#### EXERCISE REQUIREMENTS
Copy all lines in the data that contain the string "snowmobile".

#### Extracted data entries
=======

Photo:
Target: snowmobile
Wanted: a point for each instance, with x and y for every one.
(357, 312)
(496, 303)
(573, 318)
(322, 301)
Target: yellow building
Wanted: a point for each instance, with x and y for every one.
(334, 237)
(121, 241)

=======

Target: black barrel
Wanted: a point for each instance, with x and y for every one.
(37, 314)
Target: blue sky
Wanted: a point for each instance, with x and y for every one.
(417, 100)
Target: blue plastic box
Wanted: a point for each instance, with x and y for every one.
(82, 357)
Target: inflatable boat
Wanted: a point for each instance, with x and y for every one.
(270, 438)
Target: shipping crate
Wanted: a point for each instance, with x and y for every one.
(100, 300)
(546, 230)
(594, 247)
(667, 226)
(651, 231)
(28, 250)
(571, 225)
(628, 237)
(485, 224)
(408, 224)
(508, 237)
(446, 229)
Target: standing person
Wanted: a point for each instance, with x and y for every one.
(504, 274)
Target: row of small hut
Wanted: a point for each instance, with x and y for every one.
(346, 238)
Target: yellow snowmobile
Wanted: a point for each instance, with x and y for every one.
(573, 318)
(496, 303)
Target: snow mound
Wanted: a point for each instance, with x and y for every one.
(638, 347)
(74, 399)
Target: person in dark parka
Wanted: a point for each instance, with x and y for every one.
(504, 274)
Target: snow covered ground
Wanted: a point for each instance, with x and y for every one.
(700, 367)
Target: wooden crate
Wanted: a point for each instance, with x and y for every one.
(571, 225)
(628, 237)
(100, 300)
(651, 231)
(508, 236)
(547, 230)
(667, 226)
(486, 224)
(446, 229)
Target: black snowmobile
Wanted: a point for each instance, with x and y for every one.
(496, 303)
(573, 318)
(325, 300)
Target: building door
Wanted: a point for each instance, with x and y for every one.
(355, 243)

=======

#### ANSWER TO THIS TASK
Target: snowmobile
Target: yellow snowmobile
Target: black snowmobile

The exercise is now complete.